*GIVEN TASK*:
Render every line of the entries below as a Markdown table with a "Row" column for the line number and a "Line" column for the line itself, skipping blank lines. Omit the pictures from the table.

(Data items)
--- begin ---

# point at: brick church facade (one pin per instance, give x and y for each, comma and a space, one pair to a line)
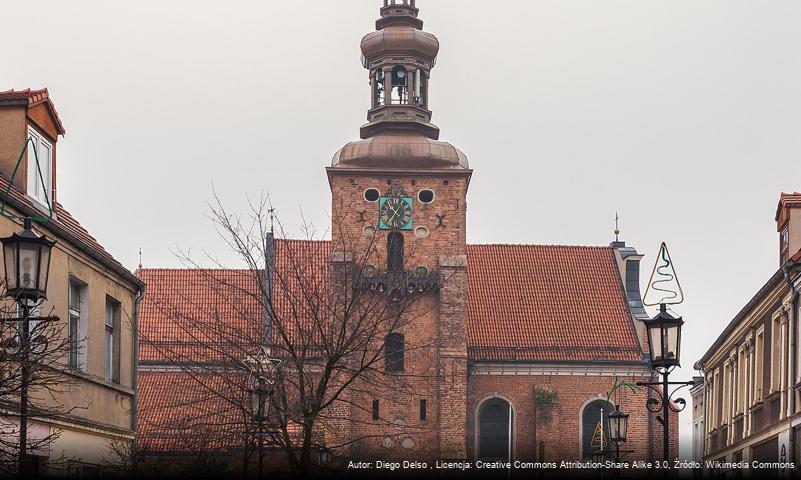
515, 352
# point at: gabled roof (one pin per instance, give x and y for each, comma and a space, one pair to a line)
525, 302
547, 303
181, 303
67, 228
32, 98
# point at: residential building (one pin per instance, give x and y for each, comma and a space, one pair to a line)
94, 297
751, 372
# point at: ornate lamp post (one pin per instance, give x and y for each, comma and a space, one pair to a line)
664, 343
27, 268
618, 429
263, 370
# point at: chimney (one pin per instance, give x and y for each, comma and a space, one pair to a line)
28, 117
788, 224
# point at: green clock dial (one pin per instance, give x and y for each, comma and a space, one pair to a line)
395, 213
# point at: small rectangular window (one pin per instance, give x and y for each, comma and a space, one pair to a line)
393, 353
112, 364
77, 314
40, 185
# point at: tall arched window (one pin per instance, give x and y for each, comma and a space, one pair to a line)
395, 252
494, 430
393, 352
595, 427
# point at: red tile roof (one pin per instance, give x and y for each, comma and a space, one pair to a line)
66, 227
182, 412
178, 413
200, 314
32, 97
525, 302
548, 303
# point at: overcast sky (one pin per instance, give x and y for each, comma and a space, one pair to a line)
682, 115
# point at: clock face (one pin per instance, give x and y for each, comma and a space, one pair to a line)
395, 213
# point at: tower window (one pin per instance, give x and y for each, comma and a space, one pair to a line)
395, 252
425, 196
371, 195
393, 352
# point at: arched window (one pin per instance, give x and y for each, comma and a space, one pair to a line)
395, 252
494, 429
595, 427
393, 352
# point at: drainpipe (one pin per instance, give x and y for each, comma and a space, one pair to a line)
793, 354
135, 364
702, 369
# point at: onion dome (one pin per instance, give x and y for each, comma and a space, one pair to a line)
394, 150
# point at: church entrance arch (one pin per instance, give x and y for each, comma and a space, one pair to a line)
495, 433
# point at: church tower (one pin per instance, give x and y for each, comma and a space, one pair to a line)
404, 191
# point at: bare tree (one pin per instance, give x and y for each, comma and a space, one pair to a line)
321, 309
34, 350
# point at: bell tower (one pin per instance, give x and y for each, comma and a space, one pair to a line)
402, 191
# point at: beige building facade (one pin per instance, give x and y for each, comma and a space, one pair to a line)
94, 297
752, 372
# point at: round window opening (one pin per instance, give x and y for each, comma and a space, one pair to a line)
426, 196
371, 195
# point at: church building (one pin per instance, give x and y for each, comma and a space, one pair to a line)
537, 335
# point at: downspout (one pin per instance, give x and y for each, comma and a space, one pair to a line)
793, 354
702, 369
135, 364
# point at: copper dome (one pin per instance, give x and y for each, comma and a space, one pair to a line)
394, 150
400, 38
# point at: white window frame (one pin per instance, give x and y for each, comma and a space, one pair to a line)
78, 316
759, 365
45, 164
110, 340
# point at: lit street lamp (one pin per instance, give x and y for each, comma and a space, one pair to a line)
263, 370
664, 343
27, 268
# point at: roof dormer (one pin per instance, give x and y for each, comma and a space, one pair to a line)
788, 224
28, 117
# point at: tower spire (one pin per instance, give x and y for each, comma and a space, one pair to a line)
399, 56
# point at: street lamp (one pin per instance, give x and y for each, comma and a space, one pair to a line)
618, 426
664, 339
263, 370
664, 342
27, 264
26, 260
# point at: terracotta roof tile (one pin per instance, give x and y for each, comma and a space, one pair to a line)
33, 97
550, 303
179, 412
196, 314
525, 302
64, 221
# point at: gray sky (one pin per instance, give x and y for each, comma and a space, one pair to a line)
682, 115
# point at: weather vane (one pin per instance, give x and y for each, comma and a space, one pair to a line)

--- end ---

*EXPECTED ANSWER*:
| Row | Line |
|---|---|
| 1 | # point at: brick church facade (one pin per instance, give x and y for each, comma and a space, one pair to a line) |
| 2 | 515, 352 |
| 3 | # point at: gabled roof (one pin per instance, give x and y for each, comma and a space, one pair to a line) |
| 4 | 525, 302 |
| 5 | 547, 303 |
| 6 | 181, 303 |
| 7 | 67, 228 |
| 8 | 32, 98 |
| 9 | # point at: residential building (one pin per instance, give x and y for each, comma and a space, one pair to a line) |
| 10 | 94, 297 |
| 11 | 751, 372 |
| 12 | # point at: ornate lamp post (one pin per instance, give x and y for each, comma and a space, one pair to a line) |
| 13 | 664, 343 |
| 14 | 27, 268 |
| 15 | 618, 429 |
| 16 | 263, 370 |
| 17 | # point at: chimney (one pin per instance, give x and y for each, comma and a space, one pair to a line) |
| 18 | 28, 117 |
| 19 | 788, 224 |
| 20 | # point at: green clock dial (one pin per instance, give x and y for each, comma and a space, one pair to a line) |
| 21 | 395, 213 |
| 22 | # point at: small rectangular window (one pin per instance, give x and y for each, comma and a space, one pair to a line) |
| 23 | 393, 353 |
| 24 | 112, 364 |
| 25 | 77, 314 |
| 26 | 40, 185 |
| 27 | # point at: tall arched window (one pin per instance, give x and y for each, comma and a space, one pair to a line) |
| 28 | 395, 252 |
| 29 | 494, 430 |
| 30 | 393, 352 |
| 31 | 595, 427 |
| 32 | # point at: red tile roof (one pin per instance, give x and y for each, comma and a space, one pair to a line) |
| 33 | 66, 227 |
| 34 | 182, 412 |
| 35 | 178, 413 |
| 36 | 200, 314 |
| 37 | 32, 97 |
| 38 | 525, 302 |
| 39 | 548, 303 |
| 40 | # point at: overcast sky (one pin per instance, give x and y for each, comma and a space, one pair to a line) |
| 41 | 682, 115 |
| 42 | # point at: clock face (one pin per instance, give x and y for each, comma and a space, one pair to a line) |
| 43 | 395, 213 |
| 44 | # point at: tower window (one pin per instance, give x and y for each, comma and a space, one pair to a line) |
| 45 | 395, 252 |
| 46 | 425, 196 |
| 47 | 371, 195 |
| 48 | 393, 352 |
| 49 | # point at: arched window (one pin per instance, give x and y for each, comma and a space, one pair to a line) |
| 50 | 395, 252 |
| 51 | 494, 429 |
| 52 | 595, 427 |
| 53 | 393, 352 |
| 54 | # point at: drainpipe (one pin per instance, give x and y for each, comma and a space, one pair to a line) |
| 55 | 793, 354 |
| 56 | 135, 364 |
| 57 | 702, 369 |
| 58 | # point at: onion dome (one pin per instance, give x and y for each, comma and a space, one pair to a line) |
| 59 | 394, 150 |
| 60 | # point at: church entrance arch (one pin per instance, give x and y for each, comma and a space, one pair to a line) |
| 61 | 495, 433 |
| 62 | # point at: church tower (one pin per instance, give x and y for each, comma and a space, one pair to a line) |
| 63 | 404, 191 |
| 64 | # point at: bare tree (one pin per instance, give x and y for each, comma and a space, one pair to a line) |
| 65 | 321, 309 |
| 66 | 34, 350 |
| 67 | # point at: bell tower (one pin per instance, give x and y for each, comma and a space, one pair to a line) |
| 68 | 402, 191 |
| 69 | # point at: beige building facade (one pin per instance, give x and y for each, comma and a space, one pair to a line) |
| 70 | 94, 297 |
| 71 | 752, 372 |
| 72 | # point at: round window opening (one pin per instance, give x and y for each, comma and a space, one pair to a line) |
| 73 | 426, 196 |
| 74 | 371, 195 |
| 75 | # point at: church building (one pin per instance, give x and y for each, comma and a space, one pair to a line) |
| 76 | 537, 335 |
| 77 | # point at: downspout (one pin per instance, give x and y for each, comma and a space, one pair to a line) |
| 78 | 793, 354 |
| 79 | 702, 369 |
| 80 | 135, 364 |
| 81 | # point at: copper dome (one pin per instance, give x and y for each, comma and a space, one pair to a line) |
| 82 | 394, 150 |
| 83 | 400, 38 |
| 84 | # point at: white window frame (one pin per instance, give x and y for each, comma and a space, one pair to a line) |
| 85 | 78, 316 |
| 86 | 759, 365 |
| 87 | 45, 164 |
| 88 | 110, 340 |
| 89 | # point at: lit street lamp (one pin per instance, give x and y for each, comma and a space, one pair to a line) |
| 90 | 263, 370 |
| 91 | 664, 343 |
| 92 | 27, 268 |
| 93 | # point at: roof dormer (one pin per instance, give x and y for each, comma and a space, one pair to a line) |
| 94 | 788, 224 |
| 95 | 28, 117 |
| 96 | # point at: tower spire (one pin per instance, give x and y for each, comma and a space, one pair to a line) |
| 97 | 399, 56 |
| 98 | # point at: street lamp (one pin per instance, give x and y for each, comma and a space, one pair to a line) |
| 99 | 618, 426 |
| 100 | 664, 339 |
| 101 | 263, 370 |
| 102 | 664, 342 |
| 103 | 27, 264 |
| 104 | 26, 260 |
| 105 | # point at: terracotta roof tile (one pin per instance, give x and y for each, comma and a space, one pair to a line) |
| 106 | 33, 97 |
| 107 | 550, 303 |
| 108 | 179, 412 |
| 109 | 196, 314 |
| 110 | 525, 302 |
| 111 | 64, 221 |
| 112 | # point at: gray sky (one pin per instance, give x and y for each, comma and a space, one pair to a line) |
| 113 | 682, 115 |
| 114 | # point at: weather vane (one pin per instance, give x and y for each, comma and a space, one pair to a line) |